*GIVEN INSTRUCTION*
Please tally the lines in the records below that contain the string "query", matching case exactly, and reply with only that number.

######

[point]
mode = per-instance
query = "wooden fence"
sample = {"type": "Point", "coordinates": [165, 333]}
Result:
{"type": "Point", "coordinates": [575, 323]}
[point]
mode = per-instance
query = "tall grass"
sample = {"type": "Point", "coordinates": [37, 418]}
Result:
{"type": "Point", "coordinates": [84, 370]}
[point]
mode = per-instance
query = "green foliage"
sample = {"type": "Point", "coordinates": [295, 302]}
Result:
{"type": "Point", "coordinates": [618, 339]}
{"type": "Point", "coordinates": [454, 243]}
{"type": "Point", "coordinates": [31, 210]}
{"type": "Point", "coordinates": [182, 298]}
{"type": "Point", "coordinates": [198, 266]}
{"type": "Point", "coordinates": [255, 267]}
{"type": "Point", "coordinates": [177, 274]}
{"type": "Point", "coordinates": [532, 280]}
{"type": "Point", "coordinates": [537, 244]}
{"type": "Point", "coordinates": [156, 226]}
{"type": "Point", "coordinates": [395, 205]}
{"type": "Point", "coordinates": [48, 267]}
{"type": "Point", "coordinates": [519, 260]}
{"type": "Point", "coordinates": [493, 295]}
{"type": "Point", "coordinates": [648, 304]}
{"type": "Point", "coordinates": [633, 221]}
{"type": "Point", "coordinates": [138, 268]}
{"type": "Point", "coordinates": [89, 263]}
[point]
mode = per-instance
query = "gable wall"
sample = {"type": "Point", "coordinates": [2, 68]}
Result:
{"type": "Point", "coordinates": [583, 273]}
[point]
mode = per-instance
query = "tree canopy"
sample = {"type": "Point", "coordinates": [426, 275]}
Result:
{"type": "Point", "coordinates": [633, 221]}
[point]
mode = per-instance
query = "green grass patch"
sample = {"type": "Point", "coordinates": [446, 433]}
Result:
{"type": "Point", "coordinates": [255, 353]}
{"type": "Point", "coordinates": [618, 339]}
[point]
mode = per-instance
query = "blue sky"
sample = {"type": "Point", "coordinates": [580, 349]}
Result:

######

*IN RESPONSE*
7